= The exercise =
Transcribe the material exactly. Images do not belong in the copy.

= Records for the exercise =
====
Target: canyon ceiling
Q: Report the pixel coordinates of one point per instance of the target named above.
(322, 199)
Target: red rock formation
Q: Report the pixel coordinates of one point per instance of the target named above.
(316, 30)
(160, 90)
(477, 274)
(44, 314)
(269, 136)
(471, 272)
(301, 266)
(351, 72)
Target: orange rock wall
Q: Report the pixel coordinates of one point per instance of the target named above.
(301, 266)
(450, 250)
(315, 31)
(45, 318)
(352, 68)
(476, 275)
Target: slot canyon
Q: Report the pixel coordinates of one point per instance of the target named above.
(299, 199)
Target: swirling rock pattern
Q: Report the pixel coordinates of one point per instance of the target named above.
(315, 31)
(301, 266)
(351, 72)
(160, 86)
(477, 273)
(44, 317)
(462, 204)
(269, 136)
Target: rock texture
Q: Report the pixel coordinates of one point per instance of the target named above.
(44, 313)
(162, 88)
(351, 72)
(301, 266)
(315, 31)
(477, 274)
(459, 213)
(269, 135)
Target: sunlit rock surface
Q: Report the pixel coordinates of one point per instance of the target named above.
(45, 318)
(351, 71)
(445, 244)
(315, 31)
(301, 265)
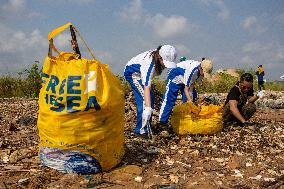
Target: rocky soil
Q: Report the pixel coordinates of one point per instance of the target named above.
(251, 157)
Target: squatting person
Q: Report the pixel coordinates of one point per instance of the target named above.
(239, 105)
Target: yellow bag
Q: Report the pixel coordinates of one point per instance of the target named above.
====
= Result for this exercise =
Target: canyon ceiling
Q: Report the pixel coordinates of one point per instance of the target named above.
(322, 199)
Target: red rock formation
Q: Report the pixel coordinates of one point per instance of the target named above.
(316, 30)
(160, 90)
(477, 274)
(44, 314)
(269, 136)
(471, 272)
(301, 266)
(351, 72)
Target: orange rock wall
Q: Report the pixel coordinates of one point per instance of the target named above.
(301, 266)
(450, 250)
(315, 31)
(45, 318)
(352, 68)
(476, 275)
Target: slot canyon
Q: Report the pixel coordinates of one point per instance of the target named above.
(299, 199)
Target: swirling rock pattern
Q: Report the pixel coordinates of one point per instance of the target named above.
(315, 31)
(301, 266)
(351, 72)
(160, 86)
(477, 273)
(44, 317)
(462, 204)
(269, 136)
Target: rock texture
Q: Report the pixel coordinates of one point per instance of the target named above.
(44, 313)
(162, 88)
(351, 72)
(301, 266)
(315, 31)
(477, 274)
(459, 213)
(269, 135)
Target: sunlit rock surface
Q: Report the pixel coordinates of one point per instance of the target named above.
(45, 318)
(351, 71)
(445, 244)
(315, 31)
(301, 265)
Target: rocky soil
Q: Report the pixel coordinates of one point per instance of the target named above.
(251, 157)
Target: squatting person
Q: Report the pixel coordinates of one point per instance of the target named above.
(239, 105)
Target: yellow bag
Q: Report the pixel coordinates of one point per instance of the target named above.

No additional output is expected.